▶ _AUFGABE_
Gib aus dem Auszug über Notfallprozeduren unten den Abschnitt von „Notfallprozeduren“ bis einschließlich „von besonderer Wichtigkeit.“ wortgetreu aus.

▶ _AUSZUG_
- - - - - - -
Blockschulung

Grundflugschule







5. Flugstunde

Notfallprozeduren


Dieser Theorieteil wird sich mit Beschädigungen und Notfällen, sowie bedingt, mit ihren Ursachen befassen. Zudem finden sich hier Verhaltensweisen und Maßnahmen, wie mit diesen umzugehen ist.
Vor allem das richtige Einschätzen der Flugfähigkeit und die Entscheidung zu einer normalen Landung, einer Bruchlandung oder gar zum Ausstieg mit dem Fallschirm sind hierbei von besonderer Wichtigkeit.



Generelle Handlungsweisung bei Schäden am Flugzeug


Ruhe bewahren!
Panik und Hektik können eine an sich ungefährliche Situation lebensbedrohlich machen.

Einschätzung von Flug- und Kampftauglichkeit, ggf. Notwurf von Abwurfmunition und Trägereinrichtungen
So bald ein Schaden am Flugzeug festgestellt wird, muss der Flugzeugführer entscheiden, in wieweit er das Flugzeug in der Luft halten und den Einsatz bedingt fortsetzen kann, oder den Einsatz abbrechen muss. Mitgeführte Abwurfmunition, oder Trägereinrichtungen für diese, sollte falls möglich abgeworfen oder abgesprengt werden.

Absetzen mit ggf. zuvor genanntem Kurs, weitere Kampfhandlungen vermeiden
Wenn der Flugzeugführer sein Flugzeug als nicht kampftauglich einschätzt sollte er sich unbedingt absetzen und Kurs auf den nächst möglichen Heimatplatz nehmen. Je nach Frontlage ist es bedingt von Vorteil zunächst einen "sichereren" Absetzkurs zu fliegen. Bei guter Flugplanung werden solche Kurse bereits in der Einsatzbesprechung genannt oder können beim Verbandsführer erfragt werden.
- - - - - - -
▶ _GEGEBENE ANGABEN_
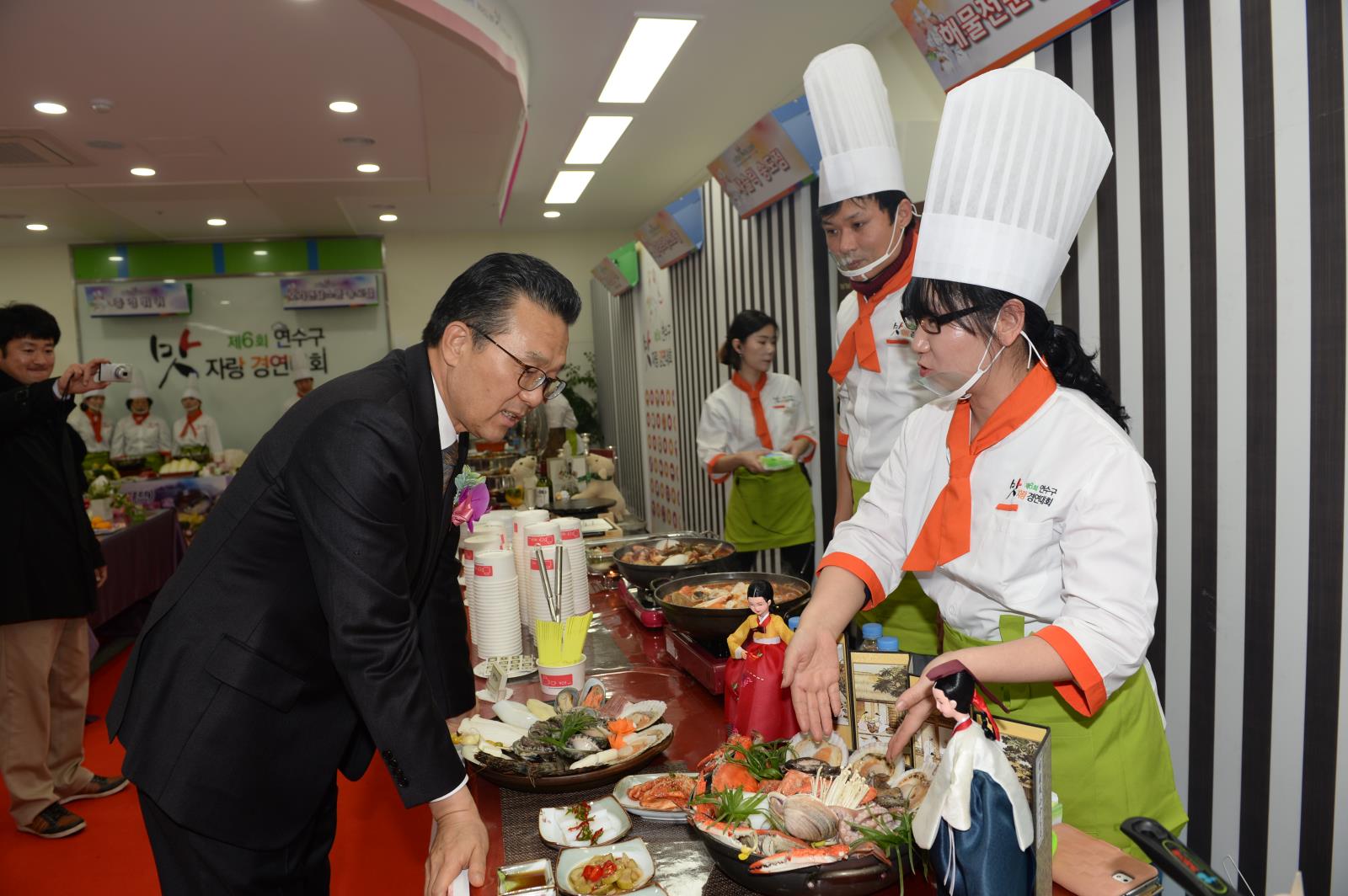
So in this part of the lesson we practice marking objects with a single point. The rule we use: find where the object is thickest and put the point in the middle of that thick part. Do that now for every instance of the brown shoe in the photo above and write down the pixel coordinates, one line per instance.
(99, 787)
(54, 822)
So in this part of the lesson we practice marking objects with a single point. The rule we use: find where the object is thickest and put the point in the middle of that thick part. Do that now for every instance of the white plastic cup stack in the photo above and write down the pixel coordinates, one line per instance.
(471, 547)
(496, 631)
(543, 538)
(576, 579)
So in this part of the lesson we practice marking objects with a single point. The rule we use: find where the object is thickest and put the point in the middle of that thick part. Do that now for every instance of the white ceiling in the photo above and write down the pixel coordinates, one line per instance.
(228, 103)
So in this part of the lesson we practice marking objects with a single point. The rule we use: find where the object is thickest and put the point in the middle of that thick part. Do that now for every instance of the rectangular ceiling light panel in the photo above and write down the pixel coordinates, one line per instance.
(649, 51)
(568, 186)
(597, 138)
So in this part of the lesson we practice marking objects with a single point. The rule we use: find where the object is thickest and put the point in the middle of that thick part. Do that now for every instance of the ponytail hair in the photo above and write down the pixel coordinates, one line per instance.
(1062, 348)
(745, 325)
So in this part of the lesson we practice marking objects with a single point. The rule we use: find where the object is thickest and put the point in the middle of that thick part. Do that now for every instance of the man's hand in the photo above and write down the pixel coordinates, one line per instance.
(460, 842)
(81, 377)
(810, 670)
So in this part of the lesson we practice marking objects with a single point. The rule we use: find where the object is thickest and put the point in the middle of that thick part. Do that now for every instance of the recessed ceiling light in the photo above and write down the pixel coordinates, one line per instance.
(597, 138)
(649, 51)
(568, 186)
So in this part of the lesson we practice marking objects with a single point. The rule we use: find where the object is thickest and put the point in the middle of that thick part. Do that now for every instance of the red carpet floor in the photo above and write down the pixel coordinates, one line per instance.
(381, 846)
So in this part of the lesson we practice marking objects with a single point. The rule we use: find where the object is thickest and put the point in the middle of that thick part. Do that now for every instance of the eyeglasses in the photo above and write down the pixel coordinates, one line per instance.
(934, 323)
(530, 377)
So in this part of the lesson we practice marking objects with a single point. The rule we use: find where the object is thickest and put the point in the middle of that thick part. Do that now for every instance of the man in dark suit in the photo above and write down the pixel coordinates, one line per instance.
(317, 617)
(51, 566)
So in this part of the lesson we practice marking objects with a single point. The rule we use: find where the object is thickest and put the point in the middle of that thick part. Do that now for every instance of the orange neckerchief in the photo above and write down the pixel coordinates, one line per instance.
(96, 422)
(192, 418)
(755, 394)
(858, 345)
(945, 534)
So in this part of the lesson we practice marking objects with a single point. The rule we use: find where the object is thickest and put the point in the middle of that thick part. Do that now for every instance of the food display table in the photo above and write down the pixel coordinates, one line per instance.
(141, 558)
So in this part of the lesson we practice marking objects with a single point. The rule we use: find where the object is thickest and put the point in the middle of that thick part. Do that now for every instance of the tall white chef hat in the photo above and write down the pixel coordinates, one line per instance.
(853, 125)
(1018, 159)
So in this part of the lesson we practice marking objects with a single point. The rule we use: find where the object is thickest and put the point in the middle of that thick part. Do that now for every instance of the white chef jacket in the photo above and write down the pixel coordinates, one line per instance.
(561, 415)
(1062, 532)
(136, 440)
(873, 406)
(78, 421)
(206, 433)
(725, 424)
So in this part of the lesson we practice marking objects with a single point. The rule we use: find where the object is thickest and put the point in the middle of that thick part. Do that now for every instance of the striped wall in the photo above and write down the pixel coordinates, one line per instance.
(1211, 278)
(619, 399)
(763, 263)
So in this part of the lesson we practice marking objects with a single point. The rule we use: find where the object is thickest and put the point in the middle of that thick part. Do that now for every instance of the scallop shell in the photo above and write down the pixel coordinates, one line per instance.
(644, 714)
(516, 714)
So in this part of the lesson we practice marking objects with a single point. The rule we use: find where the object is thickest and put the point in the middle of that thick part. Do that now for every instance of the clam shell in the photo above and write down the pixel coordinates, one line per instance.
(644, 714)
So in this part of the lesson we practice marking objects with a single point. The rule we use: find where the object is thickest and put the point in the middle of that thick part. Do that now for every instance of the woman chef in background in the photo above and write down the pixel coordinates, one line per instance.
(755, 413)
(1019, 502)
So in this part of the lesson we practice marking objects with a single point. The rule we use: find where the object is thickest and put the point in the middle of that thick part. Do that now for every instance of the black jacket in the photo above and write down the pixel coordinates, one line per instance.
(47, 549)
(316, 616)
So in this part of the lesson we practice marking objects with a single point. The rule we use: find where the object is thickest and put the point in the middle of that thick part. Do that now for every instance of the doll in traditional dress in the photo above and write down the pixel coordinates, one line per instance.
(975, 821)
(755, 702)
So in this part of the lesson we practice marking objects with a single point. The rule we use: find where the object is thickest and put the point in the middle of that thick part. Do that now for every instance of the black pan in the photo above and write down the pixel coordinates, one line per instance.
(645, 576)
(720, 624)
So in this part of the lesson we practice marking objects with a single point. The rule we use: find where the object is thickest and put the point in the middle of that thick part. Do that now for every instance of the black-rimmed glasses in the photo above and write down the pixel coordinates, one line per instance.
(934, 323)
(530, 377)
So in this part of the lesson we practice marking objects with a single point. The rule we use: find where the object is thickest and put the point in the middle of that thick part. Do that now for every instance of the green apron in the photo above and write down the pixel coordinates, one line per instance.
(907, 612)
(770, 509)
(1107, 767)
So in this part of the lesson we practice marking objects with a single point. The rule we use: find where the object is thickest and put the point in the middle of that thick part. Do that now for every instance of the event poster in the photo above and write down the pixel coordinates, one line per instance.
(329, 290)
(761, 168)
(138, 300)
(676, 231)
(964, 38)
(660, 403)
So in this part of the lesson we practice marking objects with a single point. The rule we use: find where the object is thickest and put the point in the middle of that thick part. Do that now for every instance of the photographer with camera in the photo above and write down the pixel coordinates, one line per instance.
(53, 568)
- - - - - - -
▶ _RICHTIGE ANTWORT_
Notfallprozeduren


Dieser Theorieteil wird sich mit Beschädigungen und Notfällen, sowie bedingt, mit ihren Ursachen befassen. Zudem finden sich hier Verhaltensweisen und Maßnahmen, wie mit diesen umzugehen ist.
Vor allem das richtige Einschätzen der Flugfähigkeit und die Entscheidung zu einer normalen Landung, einer Bruchlandung oder gar zum Ausstieg mit dem Fallschirm sind hierbei von besonderer Wichtigkeit.